----- Given data

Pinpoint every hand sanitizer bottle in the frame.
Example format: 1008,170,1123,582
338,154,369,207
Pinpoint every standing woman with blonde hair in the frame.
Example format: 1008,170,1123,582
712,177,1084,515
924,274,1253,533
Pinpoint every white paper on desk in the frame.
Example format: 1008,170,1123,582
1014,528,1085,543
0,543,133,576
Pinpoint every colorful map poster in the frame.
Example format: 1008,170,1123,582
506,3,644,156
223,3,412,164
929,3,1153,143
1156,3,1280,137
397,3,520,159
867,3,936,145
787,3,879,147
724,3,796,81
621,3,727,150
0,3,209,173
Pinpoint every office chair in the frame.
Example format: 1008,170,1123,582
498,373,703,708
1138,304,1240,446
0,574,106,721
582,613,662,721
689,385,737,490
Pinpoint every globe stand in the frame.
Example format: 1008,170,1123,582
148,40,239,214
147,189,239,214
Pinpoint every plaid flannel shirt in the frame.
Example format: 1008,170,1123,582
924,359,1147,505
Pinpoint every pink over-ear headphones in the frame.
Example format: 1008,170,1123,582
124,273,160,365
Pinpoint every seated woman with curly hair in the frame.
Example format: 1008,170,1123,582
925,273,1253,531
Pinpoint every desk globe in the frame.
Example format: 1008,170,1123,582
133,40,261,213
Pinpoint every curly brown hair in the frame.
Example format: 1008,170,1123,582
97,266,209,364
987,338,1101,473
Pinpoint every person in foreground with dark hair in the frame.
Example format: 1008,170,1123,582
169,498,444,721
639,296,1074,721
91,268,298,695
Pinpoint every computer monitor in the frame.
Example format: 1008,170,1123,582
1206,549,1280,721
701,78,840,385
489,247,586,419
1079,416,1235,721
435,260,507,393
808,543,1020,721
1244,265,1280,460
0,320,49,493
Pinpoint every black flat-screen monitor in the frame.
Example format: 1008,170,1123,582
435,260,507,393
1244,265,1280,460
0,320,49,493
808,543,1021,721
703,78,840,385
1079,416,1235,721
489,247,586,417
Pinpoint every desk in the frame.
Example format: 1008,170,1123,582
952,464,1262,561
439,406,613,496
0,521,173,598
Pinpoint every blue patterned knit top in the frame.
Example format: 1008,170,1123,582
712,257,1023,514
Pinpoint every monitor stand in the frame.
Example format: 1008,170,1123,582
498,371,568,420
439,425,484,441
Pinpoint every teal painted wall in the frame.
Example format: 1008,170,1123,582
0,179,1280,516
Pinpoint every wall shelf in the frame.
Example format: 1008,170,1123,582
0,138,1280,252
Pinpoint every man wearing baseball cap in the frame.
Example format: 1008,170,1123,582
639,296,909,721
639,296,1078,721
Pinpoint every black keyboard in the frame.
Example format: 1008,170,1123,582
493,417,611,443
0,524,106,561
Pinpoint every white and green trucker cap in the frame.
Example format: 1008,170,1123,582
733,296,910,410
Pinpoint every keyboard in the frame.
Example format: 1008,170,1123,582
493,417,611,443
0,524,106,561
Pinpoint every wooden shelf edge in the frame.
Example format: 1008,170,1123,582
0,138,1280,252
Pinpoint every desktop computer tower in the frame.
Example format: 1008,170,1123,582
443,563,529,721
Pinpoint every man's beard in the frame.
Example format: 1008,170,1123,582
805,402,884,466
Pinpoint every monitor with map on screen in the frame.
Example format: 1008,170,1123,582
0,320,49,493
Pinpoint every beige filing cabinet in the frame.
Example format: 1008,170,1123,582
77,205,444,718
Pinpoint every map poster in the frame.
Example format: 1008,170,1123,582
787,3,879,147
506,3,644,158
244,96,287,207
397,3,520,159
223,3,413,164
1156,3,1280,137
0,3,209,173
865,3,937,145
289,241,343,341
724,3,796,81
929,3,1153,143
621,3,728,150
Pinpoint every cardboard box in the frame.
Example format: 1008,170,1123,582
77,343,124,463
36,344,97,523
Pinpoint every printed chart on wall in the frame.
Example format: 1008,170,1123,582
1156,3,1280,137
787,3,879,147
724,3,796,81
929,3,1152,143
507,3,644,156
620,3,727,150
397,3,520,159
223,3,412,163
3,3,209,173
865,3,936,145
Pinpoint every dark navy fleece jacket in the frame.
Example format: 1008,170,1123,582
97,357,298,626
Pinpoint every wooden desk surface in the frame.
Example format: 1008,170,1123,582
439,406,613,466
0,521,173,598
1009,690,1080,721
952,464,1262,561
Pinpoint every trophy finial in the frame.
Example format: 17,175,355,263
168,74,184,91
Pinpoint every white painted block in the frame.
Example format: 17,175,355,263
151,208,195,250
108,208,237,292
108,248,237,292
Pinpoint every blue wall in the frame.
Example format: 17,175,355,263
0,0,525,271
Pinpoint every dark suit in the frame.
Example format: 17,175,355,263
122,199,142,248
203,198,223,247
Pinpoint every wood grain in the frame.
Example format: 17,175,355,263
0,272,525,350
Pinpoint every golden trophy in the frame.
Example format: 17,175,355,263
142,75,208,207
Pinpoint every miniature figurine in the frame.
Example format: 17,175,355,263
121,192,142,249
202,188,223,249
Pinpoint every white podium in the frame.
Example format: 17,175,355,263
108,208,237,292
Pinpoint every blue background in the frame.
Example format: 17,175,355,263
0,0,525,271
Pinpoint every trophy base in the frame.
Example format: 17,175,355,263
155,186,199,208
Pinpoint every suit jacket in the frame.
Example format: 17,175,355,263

----------

Reproduce the rows from the line with "Pinpoint every dark navy" to the line with "0,272,525,350", swapping "Example format" for "Expected format" and leaving everything else unchanged.

Pinpoint every dark navy fleece jacket in the frame.
Expected format: 1008,170,1123,582
97,357,298,626
Pinpoint every wooden desk surface in the frame.
Expected format: 1008,170,1123,582
439,406,613,466
0,521,173,598
1009,690,1080,721
952,464,1262,561
Pinpoint every trophy finial in the frame.
Expected format: 17,175,355,263
168,74,184,91
Pinpoint every white painted block in the frame.
Expected format: 17,175,355,263
151,208,195,250
108,208,237,292
108,248,237,292
Pinpoint every blue wall in the frame.
Expected format: 17,175,355,263
0,0,525,271
Pinpoint every dark suit in the frame.
Expected format: 17,175,355,263
122,199,142,248
203,198,223,247
Pinpoint every wood grain in the frame.
Expected format: 17,175,355,263
0,272,525,350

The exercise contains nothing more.